Thursday, October 22, 2009

Flat Tire

**Our Street**




Here's a riddle for you: How many men does it take to change a flat tire? The Answer? I have no idea; it was too dark to count them. It was Ethipian New Years, September 11, Ethiopia's most celebrated and exciting holiday. To celebrate, I had gotten out of town a bit in my borrowed car. While on the way back to town that evening, I found a spot overlooking the countryside and valleys. It was already dusk, so I decided to watch the sunset and found a spot to pull off the road.


In Addis Ababa you see many foreigners. But you don't see many foreigners sitting beside a road outside of the city. The people walking by me thought I was a bit of a novelty, so I got to have several small conversations. Just as the sun was close to setting, a large group of boys approached me and began to talk. One spoke decent English, and I used the little Amharic I knew. We talked about the usual things--the US, what we're doing in Ethiopia, the holiday, and even sports. The group was probably 8 boys, all around 18 years old. We were enjoying our conversation so much that I didn't mind too much when a cloud blocked out the sun just before it set.


As it began to get dark, I decided I should get back into the city. We all shook hands, and they invited me to come back the next day for lunch. As I walked to the car, I noticed a completely flat tire. Flat tires are very common here. I've heard many stories of people going on a one hour drive and getting three flat tires. In our four months of driving, we've gotten four flat tires. Like every other time we've gotten a flat tire, other people have jumped to help us. So the group of boys quickly began helping me with the tire. I shouldn't say helping me---they wouldn't let me do anything! I got out the jack, and after a few minutes of cranking they said the jack wouldn't work; it was too old and rusted. They found a large, flat rock, put the jack on top, and tried again. Still no success. After a few more tries, one of the boys ran down the street and borrowed a jack from another car. Of course, the occupants of this second car all came and helped...in their holiday dress clothes!


This second jack worked, but was too small and didn't raise the car up enough. Back to the large rock, which they again placed under the jack. More cranking, more crawling around on the dirt, more yells for the light (one cell phone light was all we had), and finally the car had four good tires. By the time it was done, the sun was down completely and an hour had passed. I had done virtually nothing, other than stand around hoping the jack wouldn't fail and crush someone.

In Ethiopia when a foreigner has a problem, it's common for people to flock to the scene to help. Many want to be paid for their work, even if they just stood around watching. But this group of boys was different. They asked for nothing and simply wanted to help out their new friend. Just like these boys, most Ethiopians are exceedingly friendly and helpful. They will do all they can to help one another or even a complete stranger. While I gave them money to buy dinner together, they would have been perfectly happy receiving a simple thank you and wave as I drove back down the mountain. So how many men does it take to change a flat tire? In Ethiopia, it often takes a village!

Monday, October 5, 2009

And...We're Back!


*Photos: One photo is of Asher with Daddy on the airplane back to the US. The second is Asher flexing his muscles at the Beach at Lake Kanopolis in Kansas. We got to enjoy a bit of both summer and fall while in the States.

····················

Your instructions -
Return the stretch of the flat tire post from "In Addis Ababa" through "before it set.", copied word for word.

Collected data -

····················

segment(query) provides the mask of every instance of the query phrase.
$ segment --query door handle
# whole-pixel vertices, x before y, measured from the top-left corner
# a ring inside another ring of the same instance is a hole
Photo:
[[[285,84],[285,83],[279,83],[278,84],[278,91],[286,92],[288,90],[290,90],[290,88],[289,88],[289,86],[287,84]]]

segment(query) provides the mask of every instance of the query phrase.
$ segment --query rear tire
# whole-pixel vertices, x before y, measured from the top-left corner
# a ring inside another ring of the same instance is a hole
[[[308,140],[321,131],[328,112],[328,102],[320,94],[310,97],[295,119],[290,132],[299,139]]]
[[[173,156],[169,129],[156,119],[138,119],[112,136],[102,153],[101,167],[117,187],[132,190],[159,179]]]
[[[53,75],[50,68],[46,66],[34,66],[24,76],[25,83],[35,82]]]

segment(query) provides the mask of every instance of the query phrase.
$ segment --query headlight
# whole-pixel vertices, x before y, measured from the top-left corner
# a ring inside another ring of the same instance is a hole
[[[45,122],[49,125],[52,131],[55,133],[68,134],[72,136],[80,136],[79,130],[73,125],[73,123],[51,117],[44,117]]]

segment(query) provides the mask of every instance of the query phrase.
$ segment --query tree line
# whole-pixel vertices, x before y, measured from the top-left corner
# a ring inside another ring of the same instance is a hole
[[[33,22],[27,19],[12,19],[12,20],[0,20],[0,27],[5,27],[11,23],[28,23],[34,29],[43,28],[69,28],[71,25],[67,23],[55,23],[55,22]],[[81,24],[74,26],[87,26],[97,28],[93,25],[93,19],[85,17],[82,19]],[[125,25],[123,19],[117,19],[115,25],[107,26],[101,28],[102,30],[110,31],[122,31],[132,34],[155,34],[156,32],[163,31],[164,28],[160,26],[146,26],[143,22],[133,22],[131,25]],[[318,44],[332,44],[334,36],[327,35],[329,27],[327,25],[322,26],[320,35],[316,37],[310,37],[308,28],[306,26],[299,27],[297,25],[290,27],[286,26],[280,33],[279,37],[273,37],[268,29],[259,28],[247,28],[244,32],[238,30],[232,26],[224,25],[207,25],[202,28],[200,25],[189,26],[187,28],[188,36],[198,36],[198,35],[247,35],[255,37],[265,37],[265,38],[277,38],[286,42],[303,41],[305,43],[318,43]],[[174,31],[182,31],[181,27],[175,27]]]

····················

Written solution -
In Addis Ababa you see many foreigners. But you don't see many foreigners sitting beside a road outside of the city. The people walking by me thought I was a bit of a novelty, so I got to have several small conversations. Just as the sun was close to setting, a large group of boys approached me and began to talk. One spoke decent English, and I used the little Amharic I knew. We talked about the usual things--the US, what we're doing in Ethiopia, the holiday, and even sports. The group was probably 8 boys, all around 18 years old. We were enjoying our conversation so much that I didn't mind too much when a cloud blocked out the sun just before it set.